PROVIDED MATERIAL:
■ ■ ■ ■ ■
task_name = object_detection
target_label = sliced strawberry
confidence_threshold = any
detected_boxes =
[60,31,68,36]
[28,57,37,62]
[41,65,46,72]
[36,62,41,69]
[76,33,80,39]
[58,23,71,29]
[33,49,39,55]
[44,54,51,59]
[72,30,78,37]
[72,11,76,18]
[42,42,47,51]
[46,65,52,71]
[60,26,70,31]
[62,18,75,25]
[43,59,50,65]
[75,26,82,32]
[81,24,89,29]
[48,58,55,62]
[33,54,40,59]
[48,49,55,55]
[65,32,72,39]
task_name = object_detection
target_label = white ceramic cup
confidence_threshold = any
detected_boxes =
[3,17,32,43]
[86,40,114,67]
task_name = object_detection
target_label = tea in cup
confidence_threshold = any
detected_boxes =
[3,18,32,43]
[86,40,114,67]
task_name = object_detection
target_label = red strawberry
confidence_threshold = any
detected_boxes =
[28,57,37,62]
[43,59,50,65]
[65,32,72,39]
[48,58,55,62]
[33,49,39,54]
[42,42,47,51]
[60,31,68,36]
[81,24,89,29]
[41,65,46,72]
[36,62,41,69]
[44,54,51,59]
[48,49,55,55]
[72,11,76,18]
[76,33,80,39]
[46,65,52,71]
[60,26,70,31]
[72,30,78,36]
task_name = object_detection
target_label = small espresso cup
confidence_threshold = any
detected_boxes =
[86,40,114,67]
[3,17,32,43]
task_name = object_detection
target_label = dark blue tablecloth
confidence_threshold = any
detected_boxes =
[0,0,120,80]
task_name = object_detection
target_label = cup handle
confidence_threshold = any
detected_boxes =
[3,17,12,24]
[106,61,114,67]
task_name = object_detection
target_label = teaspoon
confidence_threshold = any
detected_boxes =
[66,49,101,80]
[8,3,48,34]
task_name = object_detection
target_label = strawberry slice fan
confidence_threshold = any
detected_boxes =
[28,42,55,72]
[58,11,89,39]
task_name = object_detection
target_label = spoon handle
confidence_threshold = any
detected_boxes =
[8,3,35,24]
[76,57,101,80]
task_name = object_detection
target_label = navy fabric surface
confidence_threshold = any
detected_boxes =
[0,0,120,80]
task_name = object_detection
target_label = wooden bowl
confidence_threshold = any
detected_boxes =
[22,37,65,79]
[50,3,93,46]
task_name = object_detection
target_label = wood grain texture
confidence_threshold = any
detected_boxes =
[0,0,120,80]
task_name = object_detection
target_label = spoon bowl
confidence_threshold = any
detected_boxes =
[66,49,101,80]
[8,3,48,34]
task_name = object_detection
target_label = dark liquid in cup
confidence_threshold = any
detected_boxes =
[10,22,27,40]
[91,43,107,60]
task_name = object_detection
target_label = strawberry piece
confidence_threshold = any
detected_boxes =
■ ■ ■ ■ ■
TASK REQUIREMENTS: Reproduce each entry word for word.

EXERCISE OUTPUT:
task_name = object_detection
target_label = sliced strawberry
confidence_threshold = any
detected_boxes =
[60,31,68,36]
[28,57,37,62]
[41,65,46,72]
[36,62,41,69]
[76,33,80,39]
[58,23,71,29]
[33,49,39,55]
[44,54,51,59]
[72,30,78,37]
[72,11,76,18]
[42,42,47,51]
[46,65,52,71]
[60,26,70,31]
[62,18,75,25]
[43,59,50,65]
[75,26,82,32]
[81,24,89,29]
[48,58,55,62]
[33,54,40,59]
[48,49,55,55]
[65,32,72,39]
task_name = object_detection
target_label = white ceramic cup
confidence_threshold = any
detected_boxes =
[3,17,32,43]
[86,40,114,67]
task_name = object_detection
target_label = tea in cup
confidence_threshold = any
detected_boxes =
[3,18,32,43]
[86,40,114,67]
task_name = object_detection
target_label = red strawberry
confidence_threshold = any
detected_boxes =
[28,57,37,62]
[43,59,50,65]
[65,32,72,39]
[48,58,55,62]
[33,49,39,54]
[42,42,47,51]
[60,31,68,36]
[81,24,89,29]
[41,65,46,72]
[36,62,41,69]
[44,54,51,59]
[48,49,55,55]
[72,11,76,18]
[76,33,80,39]
[46,65,52,71]
[60,26,70,31]
[72,30,78,36]
task_name = object_detection
target_label = small espresso cup
confidence_threshold = any
detected_boxes =
[86,40,114,67]
[3,17,32,43]
task_name = object_detection
target_label = dark blue tablecloth
confidence_threshold = any
detected_boxes =
[0,0,120,80]
task_name = object_detection
target_label = cup handle
confidence_threshold = any
detected_boxes =
[3,17,12,24]
[106,61,114,67]
task_name = object_detection
target_label = teaspoon
confidence_threshold = any
detected_boxes =
[66,49,101,80]
[8,3,48,34]
task_name = object_detection
target_label = strawberry slice fan
confidence_threshold = any
detected_boxes =
[28,42,55,72]
[58,11,89,39]
task_name = object_detection
target_label = spoon handle
confidence_threshold = any
detected_boxes =
[8,3,35,24]
[76,57,101,80]
task_name = object_detection
target_label = navy fabric surface
confidence_threshold = any
detected_boxes =
[0,0,120,80]
task_name = object_detection
target_label = wooden bowl
confidence_threshold = any
detected_boxes =
[22,37,65,79]
[50,3,93,46]
task_name = object_detection
target_label = wood grain texture
confidence_threshold = any
detected_boxes =
[0,0,120,80]
task_name = object_detection
target_label = spoon bowl
confidence_threshold = any
detected_boxes =
[66,49,101,80]
[8,3,48,34]
task_name = object_detection
target_label = dark liquid in cup
confidence_threshold = any
detected_boxes =
[10,22,27,40]
[91,43,107,60]
task_name = object_detection
target_label = strawberry piece
confidence_threshold = any
detected_boxes =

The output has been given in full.